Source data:

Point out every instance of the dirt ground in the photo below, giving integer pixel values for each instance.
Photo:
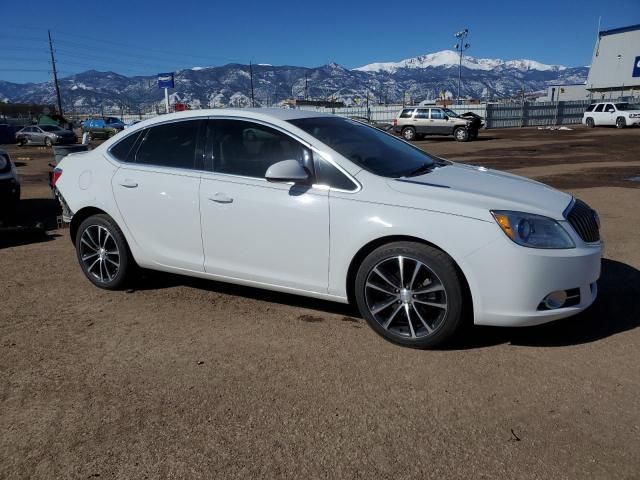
(183, 378)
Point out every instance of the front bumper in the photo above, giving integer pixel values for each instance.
(516, 280)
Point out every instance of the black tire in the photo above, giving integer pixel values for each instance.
(409, 133)
(461, 134)
(436, 268)
(104, 274)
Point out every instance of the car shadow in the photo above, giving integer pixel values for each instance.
(616, 310)
(154, 280)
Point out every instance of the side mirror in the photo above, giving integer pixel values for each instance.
(287, 171)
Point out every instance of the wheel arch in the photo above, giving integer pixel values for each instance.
(359, 257)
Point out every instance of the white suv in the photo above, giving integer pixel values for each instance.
(329, 207)
(622, 114)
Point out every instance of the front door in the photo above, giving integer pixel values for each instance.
(254, 230)
(157, 193)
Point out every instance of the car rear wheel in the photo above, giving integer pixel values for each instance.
(409, 133)
(461, 134)
(410, 294)
(103, 252)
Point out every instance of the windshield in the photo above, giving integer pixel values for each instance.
(367, 147)
(627, 106)
(450, 113)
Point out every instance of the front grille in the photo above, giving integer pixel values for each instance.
(583, 219)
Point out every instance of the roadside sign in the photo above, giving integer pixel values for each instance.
(165, 80)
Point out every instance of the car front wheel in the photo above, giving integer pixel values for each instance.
(103, 252)
(410, 294)
(409, 133)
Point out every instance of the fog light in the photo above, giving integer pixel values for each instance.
(555, 299)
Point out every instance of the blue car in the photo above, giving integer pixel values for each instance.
(105, 127)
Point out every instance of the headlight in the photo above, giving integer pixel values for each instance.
(534, 231)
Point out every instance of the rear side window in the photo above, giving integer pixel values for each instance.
(170, 145)
(122, 150)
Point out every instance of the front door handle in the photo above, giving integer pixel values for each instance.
(127, 183)
(221, 198)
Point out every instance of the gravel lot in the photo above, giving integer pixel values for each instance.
(183, 378)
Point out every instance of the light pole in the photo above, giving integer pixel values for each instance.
(461, 47)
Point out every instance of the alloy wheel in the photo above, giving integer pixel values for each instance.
(406, 297)
(99, 253)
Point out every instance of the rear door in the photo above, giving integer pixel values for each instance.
(609, 115)
(157, 192)
(440, 123)
(598, 115)
(422, 122)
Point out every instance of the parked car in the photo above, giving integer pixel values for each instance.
(416, 122)
(9, 187)
(102, 127)
(621, 114)
(331, 208)
(45, 135)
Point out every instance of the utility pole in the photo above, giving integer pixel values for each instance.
(461, 47)
(55, 74)
(251, 77)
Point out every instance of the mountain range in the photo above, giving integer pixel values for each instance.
(418, 78)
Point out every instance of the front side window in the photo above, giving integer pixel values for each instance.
(248, 149)
(170, 145)
(329, 175)
(367, 147)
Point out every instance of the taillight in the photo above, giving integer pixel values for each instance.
(57, 173)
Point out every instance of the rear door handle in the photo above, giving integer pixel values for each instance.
(127, 183)
(221, 198)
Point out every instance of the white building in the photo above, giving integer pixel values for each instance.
(615, 67)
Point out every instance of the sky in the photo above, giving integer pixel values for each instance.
(143, 37)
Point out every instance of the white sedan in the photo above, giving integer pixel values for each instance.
(328, 207)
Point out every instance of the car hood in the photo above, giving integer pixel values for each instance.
(474, 191)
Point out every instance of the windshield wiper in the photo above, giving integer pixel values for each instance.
(424, 168)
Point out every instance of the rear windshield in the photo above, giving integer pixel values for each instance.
(627, 106)
(367, 147)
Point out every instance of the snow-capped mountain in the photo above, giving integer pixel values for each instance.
(450, 58)
(420, 78)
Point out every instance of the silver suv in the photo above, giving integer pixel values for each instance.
(415, 122)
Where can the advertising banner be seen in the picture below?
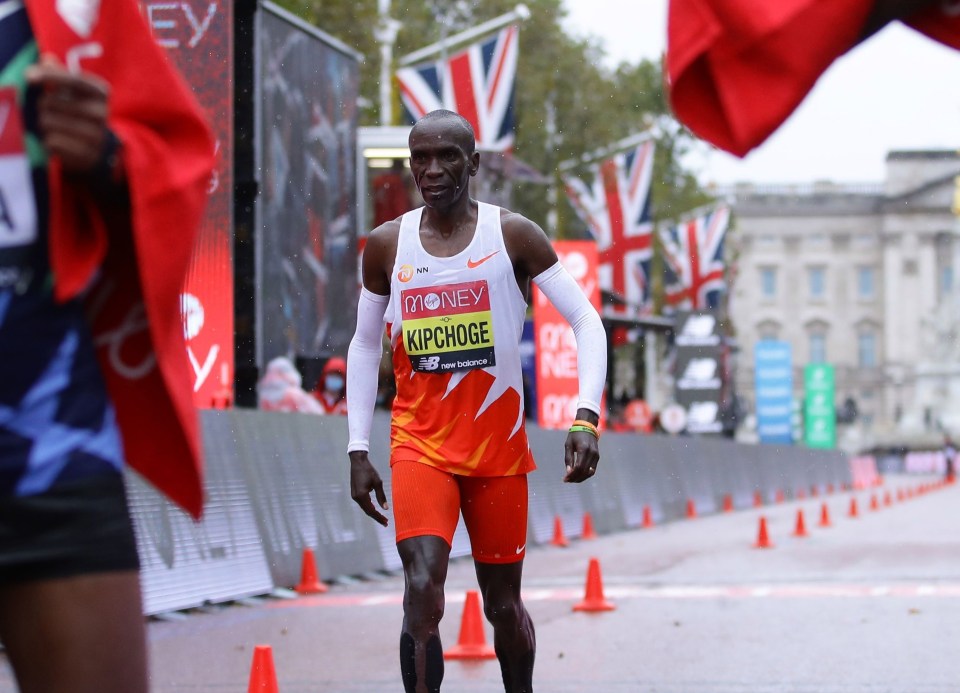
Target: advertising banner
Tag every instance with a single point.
(557, 385)
(819, 413)
(699, 371)
(198, 37)
(308, 90)
(773, 382)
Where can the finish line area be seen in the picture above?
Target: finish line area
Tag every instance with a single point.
(867, 604)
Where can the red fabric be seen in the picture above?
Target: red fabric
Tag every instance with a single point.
(941, 22)
(738, 68)
(168, 156)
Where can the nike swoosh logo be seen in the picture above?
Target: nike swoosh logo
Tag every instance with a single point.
(471, 264)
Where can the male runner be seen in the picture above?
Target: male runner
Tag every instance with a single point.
(451, 280)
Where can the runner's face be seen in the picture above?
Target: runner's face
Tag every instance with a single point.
(440, 164)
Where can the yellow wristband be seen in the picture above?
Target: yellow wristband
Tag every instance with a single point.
(582, 422)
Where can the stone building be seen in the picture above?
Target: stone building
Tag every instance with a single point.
(860, 276)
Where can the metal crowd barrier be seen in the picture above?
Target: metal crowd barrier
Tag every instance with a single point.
(278, 483)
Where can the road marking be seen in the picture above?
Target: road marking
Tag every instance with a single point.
(683, 592)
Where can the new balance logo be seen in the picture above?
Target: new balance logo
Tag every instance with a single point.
(429, 363)
(476, 263)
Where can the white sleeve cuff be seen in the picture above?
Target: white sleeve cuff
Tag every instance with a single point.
(363, 368)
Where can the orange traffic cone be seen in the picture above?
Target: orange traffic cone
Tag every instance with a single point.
(588, 531)
(801, 528)
(472, 643)
(559, 538)
(263, 676)
(647, 517)
(853, 508)
(309, 582)
(593, 600)
(824, 515)
(763, 539)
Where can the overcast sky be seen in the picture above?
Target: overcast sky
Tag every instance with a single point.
(899, 90)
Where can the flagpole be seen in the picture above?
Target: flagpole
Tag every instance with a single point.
(386, 33)
(518, 14)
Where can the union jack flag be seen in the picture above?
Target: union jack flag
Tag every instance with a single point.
(693, 261)
(617, 210)
(478, 83)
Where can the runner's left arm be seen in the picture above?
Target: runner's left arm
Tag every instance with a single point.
(534, 257)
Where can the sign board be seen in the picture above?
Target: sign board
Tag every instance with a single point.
(773, 383)
(557, 385)
(819, 411)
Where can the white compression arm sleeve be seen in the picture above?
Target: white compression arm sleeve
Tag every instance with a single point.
(566, 296)
(363, 368)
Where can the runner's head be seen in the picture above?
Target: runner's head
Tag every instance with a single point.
(443, 157)
(454, 124)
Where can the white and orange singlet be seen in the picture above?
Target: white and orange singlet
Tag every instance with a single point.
(455, 325)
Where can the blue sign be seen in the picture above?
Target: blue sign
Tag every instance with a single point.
(773, 371)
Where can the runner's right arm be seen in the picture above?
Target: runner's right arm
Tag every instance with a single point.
(363, 366)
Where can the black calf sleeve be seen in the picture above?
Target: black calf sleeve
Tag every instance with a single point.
(408, 663)
(434, 664)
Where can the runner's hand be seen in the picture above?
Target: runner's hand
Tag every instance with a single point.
(581, 455)
(364, 479)
(72, 113)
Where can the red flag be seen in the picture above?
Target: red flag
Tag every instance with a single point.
(736, 69)
(135, 301)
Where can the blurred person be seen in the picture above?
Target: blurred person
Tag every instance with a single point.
(452, 280)
(281, 389)
(331, 389)
(104, 169)
(950, 457)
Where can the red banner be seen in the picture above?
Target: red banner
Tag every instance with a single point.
(198, 37)
(556, 348)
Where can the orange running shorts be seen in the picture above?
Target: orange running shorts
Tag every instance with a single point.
(428, 502)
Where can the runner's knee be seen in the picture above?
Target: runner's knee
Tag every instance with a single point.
(502, 609)
(424, 603)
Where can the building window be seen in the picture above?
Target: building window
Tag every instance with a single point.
(817, 282)
(867, 349)
(768, 330)
(865, 283)
(818, 347)
(768, 282)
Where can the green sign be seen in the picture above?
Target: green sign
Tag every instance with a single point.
(819, 412)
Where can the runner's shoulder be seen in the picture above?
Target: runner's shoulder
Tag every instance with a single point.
(519, 231)
(384, 238)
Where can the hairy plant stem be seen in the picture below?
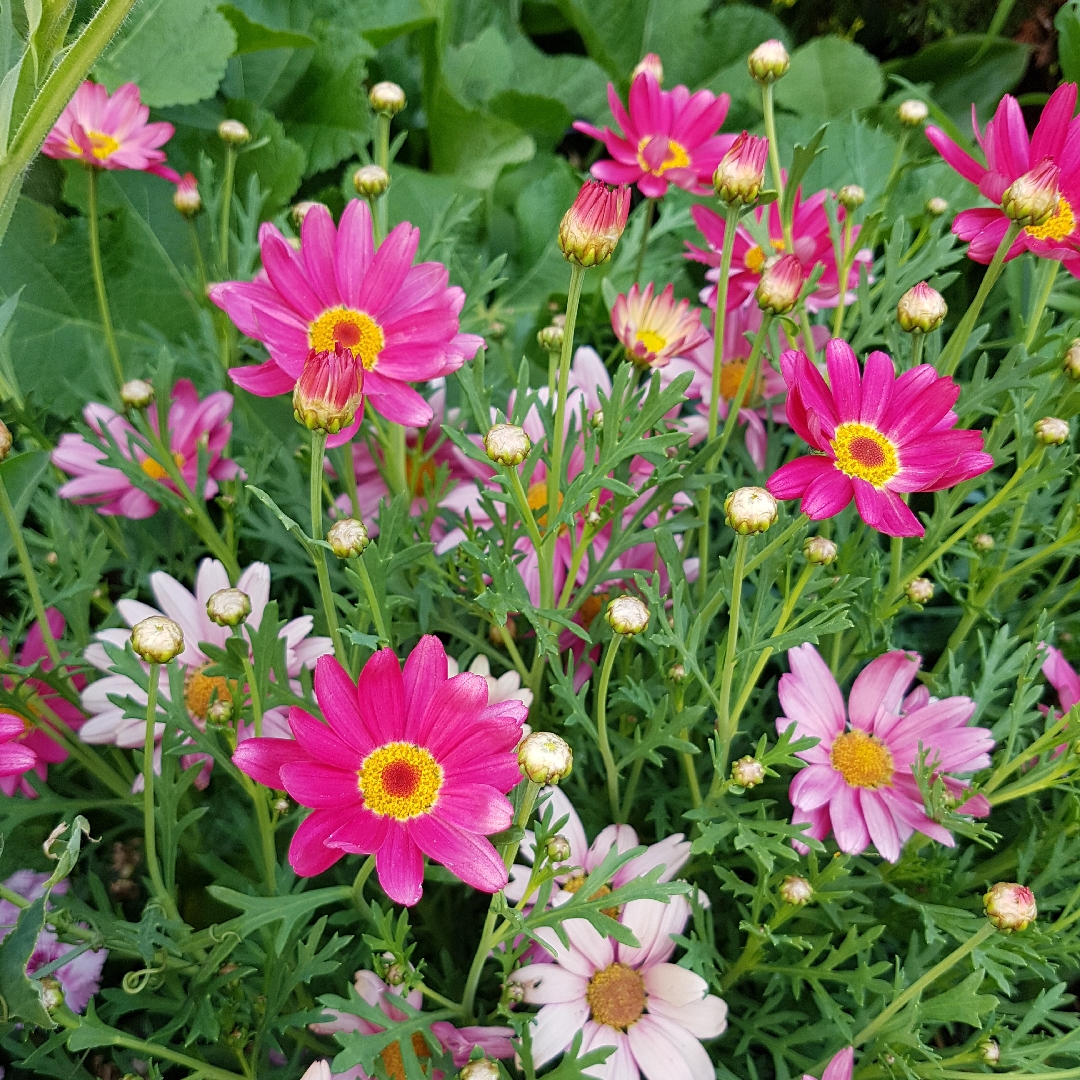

» **Exercise prompt**: A word-for-word copy of the lines from the one containing "Target: green sign" through the last line of the records is what is wanted, without pictures and without any other line.

» **Answer area**:
Target: green sign
Tag every instance with a single point.
(819, 412)
Where can the runner's shoulder be seen in the picture above?
Target: runner's shoulder
Tag every instance with a single point.
(519, 231)
(384, 238)
Where can the hairy plant stem be seen in the picture below?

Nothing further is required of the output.